:: WORK TO BE COMPLETED ::
Return the forum thread below word for word, with no changes.
==== SELECTED TEXT
# FS Tibor Everglades in Black or Gold



## Garbo (Oct 2, 2007)

That's Right, You pick the color in either Black or Gold. Either is currently mounted on a custom two piece 9' 8w. Both have made only one trip to Islamarada and fished for 4 days and have been in the Neopreme Reel cover since their maden outing. Condition would be "As New". 

I don't know the fee that Ted charges to change the owners name on the nameplate, but I think it is very reasonable. 

With Rod $800.00

Without Rod $550.00


----------



## Splittine (Nov 24, 2007)

Garbo said:


> .
> 
> I don't know the fee that Ted charges to change the owners name on the nameplate, but I think it is very reasonable.


$21 for the replacement plate, don't know if that included the engraving but that can be done cheap locally.


----------



## jack2 (Mar 19, 2010)

hey, curtis,
i'll be in key west next week. give me some clues 'bout the fishing in islamorada and surroundings. 
btw, don't forget about thursday. i'll give you a call tonight. thanks.

jack


----------



## REDFISH101 (Mar 27, 2009)

would you be willing to take $500.00 cash for the set up.


----------



## Garbo (Oct 2, 2007)

REDFISH101 said:


> would you be willing to take $500.00 cash for the set up.


*Thanks for the offer, and*

*I will work with you, but not $300.00 worth or work. Think about it and lets talk, But Please check the suggested retail on a Tibor Everglades......without a rod. *

*Again, Thanks for the offer. *


----------



## REDFISH101 (Mar 27, 2009)

ok well its a starting offer.I have just a little over 600 to spend at the time.pm me with what you will take.I also have a 1980's 6 hp johnson motor to trade with the cash if interested.


----------



## Garbo (Oct 2, 2007)

10-4.

PM Sent.


----------



## REDFISH101 (Mar 27, 2009)
========
==== ENTRIES PROVIDED
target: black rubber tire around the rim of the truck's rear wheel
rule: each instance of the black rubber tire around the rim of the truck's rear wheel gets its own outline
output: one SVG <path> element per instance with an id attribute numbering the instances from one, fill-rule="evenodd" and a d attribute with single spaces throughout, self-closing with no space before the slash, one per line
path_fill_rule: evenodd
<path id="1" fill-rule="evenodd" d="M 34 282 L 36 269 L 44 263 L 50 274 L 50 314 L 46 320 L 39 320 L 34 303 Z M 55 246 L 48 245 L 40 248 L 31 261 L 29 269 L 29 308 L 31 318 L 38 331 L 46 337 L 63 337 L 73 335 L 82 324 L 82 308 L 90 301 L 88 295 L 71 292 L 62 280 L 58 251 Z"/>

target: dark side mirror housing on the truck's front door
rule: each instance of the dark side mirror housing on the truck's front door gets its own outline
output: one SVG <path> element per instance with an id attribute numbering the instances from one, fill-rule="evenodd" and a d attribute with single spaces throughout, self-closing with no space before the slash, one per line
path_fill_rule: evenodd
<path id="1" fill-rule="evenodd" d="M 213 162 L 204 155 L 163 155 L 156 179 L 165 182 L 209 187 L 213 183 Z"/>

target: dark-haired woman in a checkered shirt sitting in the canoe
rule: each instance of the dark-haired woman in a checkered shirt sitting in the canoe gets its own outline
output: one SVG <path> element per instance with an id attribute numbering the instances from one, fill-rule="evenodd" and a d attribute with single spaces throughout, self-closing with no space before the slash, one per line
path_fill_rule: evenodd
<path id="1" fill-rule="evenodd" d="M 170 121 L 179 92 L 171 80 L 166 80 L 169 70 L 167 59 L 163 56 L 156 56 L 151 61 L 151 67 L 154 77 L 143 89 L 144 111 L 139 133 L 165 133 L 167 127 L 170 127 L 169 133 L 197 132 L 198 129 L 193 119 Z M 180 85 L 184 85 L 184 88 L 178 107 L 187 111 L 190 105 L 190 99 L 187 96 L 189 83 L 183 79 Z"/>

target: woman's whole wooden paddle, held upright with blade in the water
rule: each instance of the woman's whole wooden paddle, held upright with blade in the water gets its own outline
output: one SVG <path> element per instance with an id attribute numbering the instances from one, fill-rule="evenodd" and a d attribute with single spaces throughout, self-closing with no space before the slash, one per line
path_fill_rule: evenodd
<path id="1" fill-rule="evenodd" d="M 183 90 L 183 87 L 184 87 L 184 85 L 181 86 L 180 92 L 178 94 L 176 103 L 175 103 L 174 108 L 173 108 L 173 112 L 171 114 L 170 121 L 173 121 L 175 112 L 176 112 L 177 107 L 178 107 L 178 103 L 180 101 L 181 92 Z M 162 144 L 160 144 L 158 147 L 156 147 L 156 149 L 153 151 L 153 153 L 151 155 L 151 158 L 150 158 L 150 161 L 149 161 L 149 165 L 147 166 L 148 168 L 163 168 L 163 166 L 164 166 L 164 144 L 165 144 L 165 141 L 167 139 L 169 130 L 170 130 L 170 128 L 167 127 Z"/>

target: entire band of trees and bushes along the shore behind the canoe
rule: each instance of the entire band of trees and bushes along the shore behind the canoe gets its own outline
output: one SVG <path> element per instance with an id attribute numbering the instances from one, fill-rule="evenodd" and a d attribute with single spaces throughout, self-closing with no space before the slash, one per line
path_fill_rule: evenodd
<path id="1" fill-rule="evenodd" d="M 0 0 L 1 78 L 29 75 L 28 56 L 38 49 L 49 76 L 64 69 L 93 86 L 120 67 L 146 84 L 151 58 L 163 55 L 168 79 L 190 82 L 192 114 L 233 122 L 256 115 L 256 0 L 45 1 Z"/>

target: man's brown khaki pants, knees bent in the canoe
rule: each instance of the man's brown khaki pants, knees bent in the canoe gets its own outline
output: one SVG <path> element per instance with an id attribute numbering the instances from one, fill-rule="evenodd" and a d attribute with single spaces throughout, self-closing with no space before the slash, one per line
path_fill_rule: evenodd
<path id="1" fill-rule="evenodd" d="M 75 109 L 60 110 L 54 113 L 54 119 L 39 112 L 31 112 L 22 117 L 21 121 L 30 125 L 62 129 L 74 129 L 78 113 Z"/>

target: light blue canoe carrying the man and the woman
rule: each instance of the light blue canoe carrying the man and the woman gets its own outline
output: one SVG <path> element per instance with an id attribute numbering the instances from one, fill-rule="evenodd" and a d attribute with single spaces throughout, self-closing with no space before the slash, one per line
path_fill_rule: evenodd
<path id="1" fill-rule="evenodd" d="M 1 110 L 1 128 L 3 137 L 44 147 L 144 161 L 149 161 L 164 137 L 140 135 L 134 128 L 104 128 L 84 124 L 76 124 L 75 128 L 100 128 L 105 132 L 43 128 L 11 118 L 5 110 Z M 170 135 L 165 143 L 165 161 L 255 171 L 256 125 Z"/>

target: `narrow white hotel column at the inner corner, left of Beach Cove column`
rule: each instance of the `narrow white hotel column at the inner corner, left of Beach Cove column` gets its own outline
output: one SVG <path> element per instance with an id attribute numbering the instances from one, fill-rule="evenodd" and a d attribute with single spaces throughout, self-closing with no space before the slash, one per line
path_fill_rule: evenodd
========
:: ANSWER TO THE EXERCISE ::
# FS Tibor Everglades in Black or Gold



## Garbo (Oct 2, 2007)

That's Right, You pick the color in either Black or Gold. Either is currently mounted on a custom two piece 9' 8w. Both have made only one trip to Islamarada and fished for 4 days and have been in the Neopreme Reel cover since their maden outing. Condition would be "As New". 

I don't know the fee that Ted charges to change the owners name on the nameplate, but I think it is very reasonable. 

With Rod $800.00

Without Rod $550.00


----------



## Splittine (Nov 24, 2007)

Garbo said:


> .
> 
> I don't know the fee that Ted charges to change the owners name on the nameplate, but I think it is very reasonable.


$21 for the replacement plate, don't know if that included the engraving but that can be done cheap locally.


----------



## jack2 (Mar 19, 2010)

hey, curtis,
i'll be in key west next week. give me some clues 'bout the fishing in islamorada and surroundings. 
btw, don't forget about thursday. i'll give you a call tonight. thanks.

jack


----------



## REDFISH101 (Mar 27, 2009)

would you be willing to take $500.00 cash for the set up.


----------



## Garbo (Oct 2, 2007)

REDFISH101 said:


> would you be willing to take $500.00 cash for the set up.


*Thanks for the offer, and*

*I will work with you, but not $300.00 worth or work. Think about it and lets talk, But Please check the suggested retail on a Tibor Everglades......without a rod. *

*Again, Thanks for the offer. *


----------



## REDFISH101 (Mar 27, 2009)

ok well its a starting offer.I have just a little over 600 to spend at the time.pm me with what you will take.I also have a 1980's 6 hp johnson motor to trade with the cash if interested.


----------



## Garbo (Oct 2, 2007)

10-4.

PM Sent.


----------



## REDFISH101 (Mar 27, 2009)